Je suppose qu’il veut monter une p’tite affaire.
 

23 mars 2018


Ce mercredi à sept heures cinquante-six, ce n’est pas le train Corail attendu qui se présente en gare de Rouen mais la bonne vieille bétaillère. Elle me permet néanmoins d’être à dix heures moins dix au Café du Faubourg où la volcanique serveuse est de retour mais éteinte. A l’ouverture, j’entre chez Book-Off et en ressors au bout d’une heure ayant peu alourdi mon sac. Cela tombe bien (comme on dit) car j’ai déjà avec moi les trois volumes des Chemins de la liberté de Jean-Paul Sartre dont les deux premiers dotés d’un envoi à Suzanne et Raymond Aron de la part de leur petit camarade, cette trilogie achetée cinq euros il y a quelques mois au marché d’Aligre.
Tapant « Sartre petit camarade » dans la barre Gougueule, je suis arrivé sur le site de l’Ecole Normale Supérieure et y ai vu un autre livre de Sartre, L’Imagination, avec un envoi de l’auteur à son « cher petit camarade Aron ». Il a été offert à la Bibliothèque des Lettres par Dominique Schnapper. Cela a répondu à ma question : quoi faire de mes trois livres, étant exclu que je me fasse de l’argent sur le dos de Sartre qui fut le plus désintéressé des hommes.

**Lignes de données**
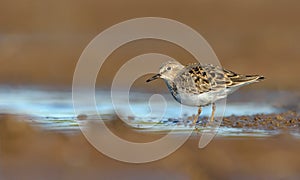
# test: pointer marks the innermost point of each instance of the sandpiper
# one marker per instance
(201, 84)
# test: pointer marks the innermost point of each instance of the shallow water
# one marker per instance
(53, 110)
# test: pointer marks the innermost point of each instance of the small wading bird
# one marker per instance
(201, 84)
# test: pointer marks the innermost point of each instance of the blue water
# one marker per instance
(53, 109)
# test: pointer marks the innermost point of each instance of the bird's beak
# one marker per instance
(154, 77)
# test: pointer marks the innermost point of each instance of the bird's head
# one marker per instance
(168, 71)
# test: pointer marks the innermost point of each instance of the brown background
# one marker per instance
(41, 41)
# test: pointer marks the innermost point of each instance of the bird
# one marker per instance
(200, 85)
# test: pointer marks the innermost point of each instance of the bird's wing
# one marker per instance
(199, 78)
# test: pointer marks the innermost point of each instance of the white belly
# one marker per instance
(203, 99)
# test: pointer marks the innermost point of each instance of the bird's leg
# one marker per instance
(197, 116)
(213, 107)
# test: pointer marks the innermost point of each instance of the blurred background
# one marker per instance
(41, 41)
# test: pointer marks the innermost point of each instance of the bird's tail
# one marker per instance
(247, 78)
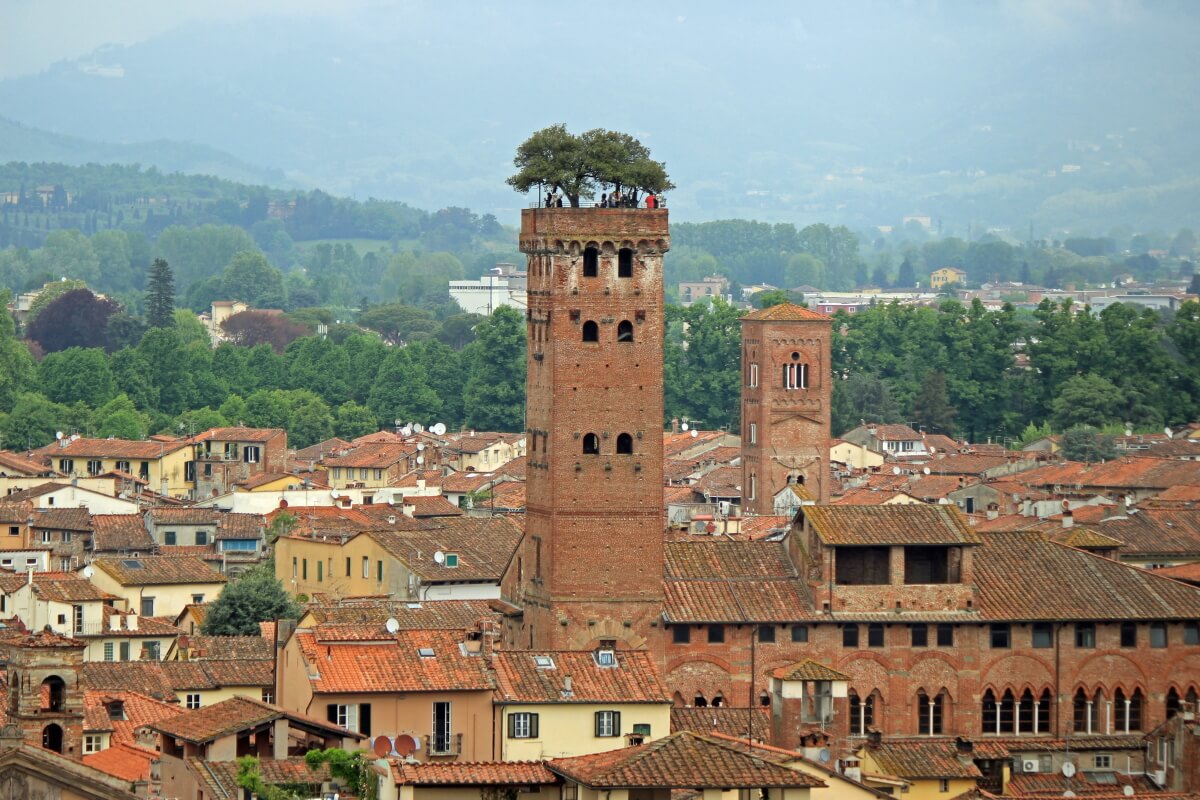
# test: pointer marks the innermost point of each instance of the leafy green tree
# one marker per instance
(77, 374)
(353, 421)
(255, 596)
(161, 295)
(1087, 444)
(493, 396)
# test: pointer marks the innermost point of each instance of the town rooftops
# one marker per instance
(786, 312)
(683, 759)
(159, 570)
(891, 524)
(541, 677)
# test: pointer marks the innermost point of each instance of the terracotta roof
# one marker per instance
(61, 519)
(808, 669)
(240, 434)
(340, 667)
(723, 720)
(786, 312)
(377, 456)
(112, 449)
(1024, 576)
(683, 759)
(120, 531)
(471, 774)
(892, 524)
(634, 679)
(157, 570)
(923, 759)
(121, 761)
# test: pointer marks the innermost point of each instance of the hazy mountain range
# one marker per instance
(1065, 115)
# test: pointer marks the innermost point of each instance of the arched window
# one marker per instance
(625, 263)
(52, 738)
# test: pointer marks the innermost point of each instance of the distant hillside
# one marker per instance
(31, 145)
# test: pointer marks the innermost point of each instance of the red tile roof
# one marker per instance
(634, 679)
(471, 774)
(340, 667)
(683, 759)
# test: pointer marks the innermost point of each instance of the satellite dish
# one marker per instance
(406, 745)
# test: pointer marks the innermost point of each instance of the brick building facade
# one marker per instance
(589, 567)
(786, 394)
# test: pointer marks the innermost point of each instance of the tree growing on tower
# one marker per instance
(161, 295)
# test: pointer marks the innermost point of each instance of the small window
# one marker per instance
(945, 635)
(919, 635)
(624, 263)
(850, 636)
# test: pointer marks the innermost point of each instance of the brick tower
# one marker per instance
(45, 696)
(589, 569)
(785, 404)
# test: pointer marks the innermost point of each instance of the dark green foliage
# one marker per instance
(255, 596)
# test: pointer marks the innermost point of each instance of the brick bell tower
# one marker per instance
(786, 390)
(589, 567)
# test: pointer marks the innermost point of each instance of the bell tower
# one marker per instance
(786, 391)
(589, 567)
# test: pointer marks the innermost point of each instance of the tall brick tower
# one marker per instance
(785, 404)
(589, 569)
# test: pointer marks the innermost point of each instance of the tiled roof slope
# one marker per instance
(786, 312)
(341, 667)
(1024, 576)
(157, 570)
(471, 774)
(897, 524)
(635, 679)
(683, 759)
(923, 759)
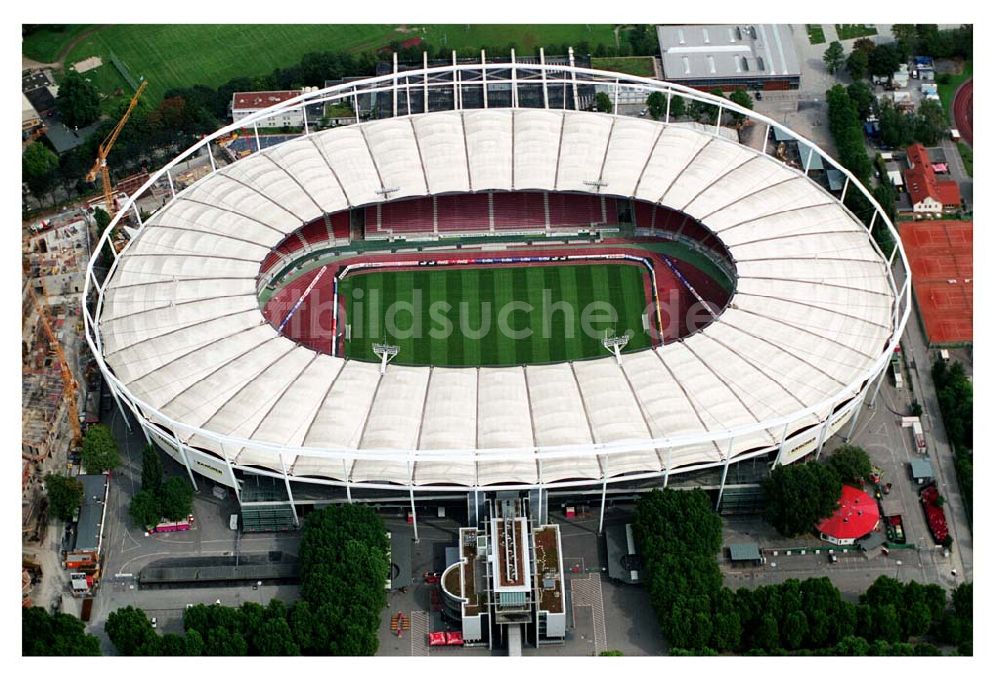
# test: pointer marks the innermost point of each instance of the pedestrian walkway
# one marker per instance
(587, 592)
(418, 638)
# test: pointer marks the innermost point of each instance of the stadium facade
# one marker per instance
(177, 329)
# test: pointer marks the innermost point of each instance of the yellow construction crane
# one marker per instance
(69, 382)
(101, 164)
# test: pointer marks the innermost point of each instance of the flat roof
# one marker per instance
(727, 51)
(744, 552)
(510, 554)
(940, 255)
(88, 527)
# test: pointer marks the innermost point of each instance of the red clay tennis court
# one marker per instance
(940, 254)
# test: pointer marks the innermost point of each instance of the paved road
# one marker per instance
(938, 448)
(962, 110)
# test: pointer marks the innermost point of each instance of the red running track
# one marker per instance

**Travail demandé**
• 1. Les affirmations suivantes s'accordent-elles avec le texte à lire ? Pour chacune, répondez par oui ou par non et citez mot pour mot les termes qui tranchent.
(a) La trilogie des Chemins de la liberté a coûté cinq euros au marché d'Aligre.
(b) Le train Corail attendu s'est présenté en gare de Rouen ce mercredi.
(c) La serveuse du Café du Faubourg est absente ce jour-là.
• 2. Relevez toutes les lignes de données qui contiennent le mot « tree », en respectant la casse.

**Corrigé**
• 1.
(a) Oui : « cette trilogie achetée cinq euros il y a quelques mois au marché d’Aligre »
(b) Non : « ce n’est pas le train Corail attendu qui se présente en gare de Rouen mais la bonne vieille bétaillère »
(c) Non : « où la volcanique serveuse est de retour mais éteinte »

• 2.
# test: pointer marks the innermost point of each instance of the leafy green tree
# test: pointer marks the innermost point of each instance of the tree growing on tower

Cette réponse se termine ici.